● TEXT SEGMENT
▼
# 25 HP too big?



## sirbeigealot (Apr 11, 2012)

I have a 77 Valco 14 footer...
I currently have a Mercury 7.5 on it that runs fine...not as fast as I'd like, but sufficient.

I have spent the last few months considering buying a bigger boat, but this Valco was my Dad's boat, and I am just not ready to part with it yet, so I am thinking of hanging onto it a bit longer.
I was thinking that maybe having more HP would be a nice improvement to help me to enjoy this boat for a few more years.

I have found a 25 HP Mercury motor, an 82 model...looks clean, the guy says it starts and runs great.
He's asking 800.00.
I was suppose to go look at it this morning but I have been reading mixed reviews on whether or not 25 HP is too much power for a 14 foot aluminum.

I would appreciate any and all comments!


----------



## thegr8cody (Apr 11, 2012)

Most 14ft jons are rated for 15HP I believe. I would try to find out what your hull is rated for then go woth the maximum.you can always buy the motor and keep it for when you upgrade boats


----------



## WhiteMoose (Apr 11, 2012)

My 14' Lowe flat bottom is rated to 20 hp, and I have a 25 on it. 
Not considering weather it is legal or not, I would say yes, it's too big, but it would work if you are careful. I usually fish log infested rivers and no-wake lakes, so I'm rarely up on plane though.


----------



## sirbeigealot (Apr 11, 2012)

My biggest concern is the transom strength and possible weight of a 25...
Also I am thinking that if I could find a 15 HP, that in itself is double the current power...25 may be too much


----------



## WhiteMoose (Apr 11, 2012)
▲
● PROBLEMS TO WORK ON
1. Answer these questions from the boat motor thread:
(a) What motor is currently on the 77 Valco?
(b) What price is the seller asking for the 82 Mercury 25 HP?
(c) What horsepower is the 14' Lowe flat bottom rated to?
2. In the boat motor thread, why does the first poster plan to keep the Valco a while longer instead of buying a bigger boat?
The data that comes next has no connection to the boat motor thread.

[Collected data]
▼
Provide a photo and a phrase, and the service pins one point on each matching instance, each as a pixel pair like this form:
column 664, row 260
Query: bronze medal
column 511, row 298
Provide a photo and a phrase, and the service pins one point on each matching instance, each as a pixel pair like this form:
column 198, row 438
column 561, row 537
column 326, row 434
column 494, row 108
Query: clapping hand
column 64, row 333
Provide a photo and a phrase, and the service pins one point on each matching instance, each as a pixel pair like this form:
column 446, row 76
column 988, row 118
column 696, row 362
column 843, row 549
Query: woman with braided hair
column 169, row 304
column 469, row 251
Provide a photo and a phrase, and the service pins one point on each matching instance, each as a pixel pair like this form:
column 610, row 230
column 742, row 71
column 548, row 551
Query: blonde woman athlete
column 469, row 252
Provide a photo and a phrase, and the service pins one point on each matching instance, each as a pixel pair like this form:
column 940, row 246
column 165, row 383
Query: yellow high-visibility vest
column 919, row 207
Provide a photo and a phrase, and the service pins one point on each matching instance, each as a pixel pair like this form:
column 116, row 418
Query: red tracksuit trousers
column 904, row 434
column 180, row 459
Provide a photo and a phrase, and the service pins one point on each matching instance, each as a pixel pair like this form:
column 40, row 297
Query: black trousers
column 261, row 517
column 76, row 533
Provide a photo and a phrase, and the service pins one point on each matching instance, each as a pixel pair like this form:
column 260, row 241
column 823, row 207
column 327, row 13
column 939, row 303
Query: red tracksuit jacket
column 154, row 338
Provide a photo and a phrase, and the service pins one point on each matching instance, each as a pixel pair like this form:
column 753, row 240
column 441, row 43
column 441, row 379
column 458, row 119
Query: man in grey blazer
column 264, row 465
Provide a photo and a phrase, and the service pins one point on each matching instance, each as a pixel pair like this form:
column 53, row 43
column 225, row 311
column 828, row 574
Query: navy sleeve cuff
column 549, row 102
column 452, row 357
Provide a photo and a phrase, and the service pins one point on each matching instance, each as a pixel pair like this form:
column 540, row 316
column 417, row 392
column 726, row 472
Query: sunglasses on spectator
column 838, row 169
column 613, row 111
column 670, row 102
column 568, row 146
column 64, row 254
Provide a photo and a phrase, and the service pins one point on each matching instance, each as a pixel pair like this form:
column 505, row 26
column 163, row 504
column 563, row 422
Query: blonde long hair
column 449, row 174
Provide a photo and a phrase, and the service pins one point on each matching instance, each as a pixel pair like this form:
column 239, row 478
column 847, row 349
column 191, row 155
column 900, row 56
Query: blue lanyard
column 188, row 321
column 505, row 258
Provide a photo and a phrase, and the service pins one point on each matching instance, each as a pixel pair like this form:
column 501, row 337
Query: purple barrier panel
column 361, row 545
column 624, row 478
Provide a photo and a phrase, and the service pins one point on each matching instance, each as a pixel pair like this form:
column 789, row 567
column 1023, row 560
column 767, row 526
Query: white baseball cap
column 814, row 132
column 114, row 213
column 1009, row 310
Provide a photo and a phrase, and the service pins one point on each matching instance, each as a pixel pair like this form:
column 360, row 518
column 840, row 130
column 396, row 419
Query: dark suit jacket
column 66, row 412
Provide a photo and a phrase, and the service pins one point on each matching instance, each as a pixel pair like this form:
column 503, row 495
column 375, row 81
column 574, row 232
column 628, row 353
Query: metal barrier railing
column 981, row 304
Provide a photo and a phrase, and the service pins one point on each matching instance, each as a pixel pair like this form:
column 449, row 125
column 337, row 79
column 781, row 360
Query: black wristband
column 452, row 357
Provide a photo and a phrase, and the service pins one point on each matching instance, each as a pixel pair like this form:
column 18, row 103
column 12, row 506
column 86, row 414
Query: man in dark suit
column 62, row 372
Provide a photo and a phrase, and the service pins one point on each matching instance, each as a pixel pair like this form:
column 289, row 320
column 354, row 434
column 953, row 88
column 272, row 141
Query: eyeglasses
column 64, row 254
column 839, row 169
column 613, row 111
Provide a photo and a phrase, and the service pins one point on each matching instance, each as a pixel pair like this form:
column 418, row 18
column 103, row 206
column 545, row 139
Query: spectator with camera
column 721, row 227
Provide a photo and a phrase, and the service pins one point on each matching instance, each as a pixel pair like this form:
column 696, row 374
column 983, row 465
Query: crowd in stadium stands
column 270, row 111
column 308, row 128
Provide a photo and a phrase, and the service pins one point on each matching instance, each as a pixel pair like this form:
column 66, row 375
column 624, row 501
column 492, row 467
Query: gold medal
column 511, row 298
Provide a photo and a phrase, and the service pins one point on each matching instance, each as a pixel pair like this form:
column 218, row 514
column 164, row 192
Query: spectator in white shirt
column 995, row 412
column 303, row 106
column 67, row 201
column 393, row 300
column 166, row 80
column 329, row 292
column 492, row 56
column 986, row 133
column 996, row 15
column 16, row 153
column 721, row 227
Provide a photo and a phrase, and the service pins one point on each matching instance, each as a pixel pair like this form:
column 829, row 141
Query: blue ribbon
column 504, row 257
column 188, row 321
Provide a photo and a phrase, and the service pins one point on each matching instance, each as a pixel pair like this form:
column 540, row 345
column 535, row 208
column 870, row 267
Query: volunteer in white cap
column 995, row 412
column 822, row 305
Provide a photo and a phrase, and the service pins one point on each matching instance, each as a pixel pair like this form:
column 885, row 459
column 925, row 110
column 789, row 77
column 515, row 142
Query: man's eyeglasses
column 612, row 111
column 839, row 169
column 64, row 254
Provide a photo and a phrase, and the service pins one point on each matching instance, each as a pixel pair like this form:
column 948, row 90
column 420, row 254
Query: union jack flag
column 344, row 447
▲
● ANSWERS BELOW
1.
(a) A Mercury 7.5.
(b) 800.00.
(c) 20 hp.

2. The Valco was the poster's Dad's boat, and the poster is not ready to part with it yet. So the poster is thinking of keeping it and adding more horsepower to enjoy it for a few more years.